» PASSAGE
When will the next financial crisis be and what will cause it? I recently spent a morning with a group of futurists, as my focal point at SIBOS this year is the long-finance view for the coming century. The key questions for all of us are: when will the next financial crisis take place, what will cause it, and is it predictable?

If we take the first financial crisis as the fall of the Roman Empire, then it was about 1000 years until the second financial crisis occurred, with the collapse of the Medici banks of Renaissance Italy. Four centuries later, the South Sea Bubble and Great Tulip Collapse took place. About 250 years after that, we hit the Great Depression; and, 80 years after that, the world's finances imploded in the subprime crisis and global credit crunch.

Future fallacy

On that basis, you could bet on the next crisis being anything between 30 and 50 years from now. So what would cause it? Here is a view you could take of the factors contributing to the next financial collapse. I should say that it does not make for fun reading, but the logic could have some grain of accuracy.

2011: Banks globally are heavily regulated, taxed and governed to avoid another subprime crisis.

» DATASET EXCERPTS
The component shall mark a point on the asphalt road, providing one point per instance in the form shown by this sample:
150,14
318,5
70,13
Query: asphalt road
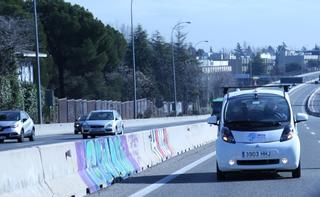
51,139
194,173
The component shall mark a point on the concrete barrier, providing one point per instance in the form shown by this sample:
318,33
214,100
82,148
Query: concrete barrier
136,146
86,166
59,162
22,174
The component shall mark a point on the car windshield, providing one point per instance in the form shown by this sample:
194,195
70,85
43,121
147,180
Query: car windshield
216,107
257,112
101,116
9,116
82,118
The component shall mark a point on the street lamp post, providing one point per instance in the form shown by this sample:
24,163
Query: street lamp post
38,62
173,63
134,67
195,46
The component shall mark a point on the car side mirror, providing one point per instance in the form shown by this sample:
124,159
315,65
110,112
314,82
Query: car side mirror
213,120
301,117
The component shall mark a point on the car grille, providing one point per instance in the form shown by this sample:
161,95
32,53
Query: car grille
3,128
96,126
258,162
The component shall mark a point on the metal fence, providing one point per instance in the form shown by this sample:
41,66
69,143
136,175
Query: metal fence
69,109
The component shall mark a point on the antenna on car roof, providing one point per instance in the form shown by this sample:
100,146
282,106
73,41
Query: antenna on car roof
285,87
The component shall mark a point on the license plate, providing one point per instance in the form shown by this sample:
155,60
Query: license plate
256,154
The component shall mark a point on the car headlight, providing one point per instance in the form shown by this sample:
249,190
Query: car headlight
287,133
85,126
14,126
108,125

--

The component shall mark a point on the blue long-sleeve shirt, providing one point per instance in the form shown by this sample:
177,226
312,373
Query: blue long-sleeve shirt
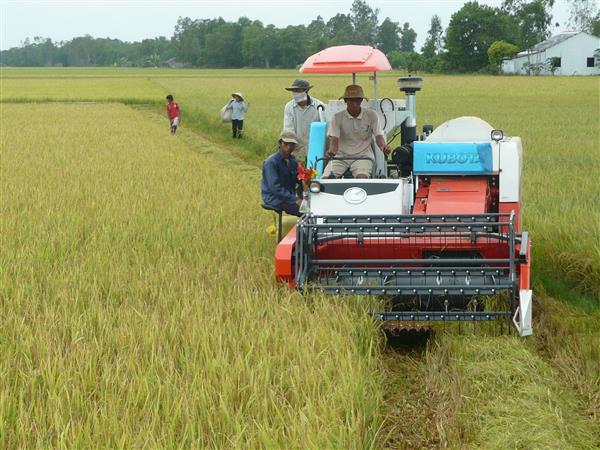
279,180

» PROBLEM TO SOLVE
Quote the passage on the next financial crisis word for word, from "When will the next financial crisis be" through "is it predictable?".

» ANSWER BELOW
When will the next financial crisis be and what will cause it? I recently spent a morning with a group of futurists, as my focal point at SIBOS this year is the long-finance view for the coming century. The key questions for all of us are: when will the next financial crisis take place, what will cause it, and is it predictable?